◆ Objective
Pick out every line of the records below that contains the word "light", and copy each of those lines.

◆ Record set

--- begin ---

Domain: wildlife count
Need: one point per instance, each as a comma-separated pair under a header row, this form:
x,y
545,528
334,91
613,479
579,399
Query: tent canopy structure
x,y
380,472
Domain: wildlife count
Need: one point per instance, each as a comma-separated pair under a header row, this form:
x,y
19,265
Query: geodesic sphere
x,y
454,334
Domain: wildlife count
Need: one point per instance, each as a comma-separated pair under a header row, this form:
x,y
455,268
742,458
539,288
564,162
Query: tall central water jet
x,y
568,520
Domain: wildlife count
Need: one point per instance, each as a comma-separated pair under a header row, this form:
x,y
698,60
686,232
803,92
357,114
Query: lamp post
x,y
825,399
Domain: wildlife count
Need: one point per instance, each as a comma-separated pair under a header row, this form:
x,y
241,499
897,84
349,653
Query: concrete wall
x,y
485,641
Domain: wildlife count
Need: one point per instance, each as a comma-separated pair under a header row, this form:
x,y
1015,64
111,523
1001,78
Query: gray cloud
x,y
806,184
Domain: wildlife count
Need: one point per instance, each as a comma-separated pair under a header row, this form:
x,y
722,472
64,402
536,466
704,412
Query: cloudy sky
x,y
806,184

--- end ---
--- begin ---

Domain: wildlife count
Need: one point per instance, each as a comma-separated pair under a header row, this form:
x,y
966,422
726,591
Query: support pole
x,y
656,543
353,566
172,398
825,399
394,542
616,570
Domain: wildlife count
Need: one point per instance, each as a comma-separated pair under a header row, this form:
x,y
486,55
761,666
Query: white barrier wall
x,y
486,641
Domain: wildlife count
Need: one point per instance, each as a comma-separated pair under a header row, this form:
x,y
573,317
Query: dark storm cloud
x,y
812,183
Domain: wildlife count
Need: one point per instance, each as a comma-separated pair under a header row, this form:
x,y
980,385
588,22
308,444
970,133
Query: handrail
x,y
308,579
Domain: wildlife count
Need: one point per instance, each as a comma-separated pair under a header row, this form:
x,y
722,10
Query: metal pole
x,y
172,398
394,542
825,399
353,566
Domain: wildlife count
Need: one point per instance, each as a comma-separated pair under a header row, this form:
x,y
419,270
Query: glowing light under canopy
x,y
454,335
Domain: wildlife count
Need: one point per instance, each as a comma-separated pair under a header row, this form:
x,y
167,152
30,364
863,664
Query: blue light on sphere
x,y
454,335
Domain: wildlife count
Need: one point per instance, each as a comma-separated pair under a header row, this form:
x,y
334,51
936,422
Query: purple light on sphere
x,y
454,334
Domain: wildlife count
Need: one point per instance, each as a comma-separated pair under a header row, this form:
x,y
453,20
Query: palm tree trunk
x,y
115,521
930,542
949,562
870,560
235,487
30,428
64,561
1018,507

--- end ---

◆ Solution to this task
Query: glowing light under canopy
Query: blue light on sphere
Query: purple light on sphere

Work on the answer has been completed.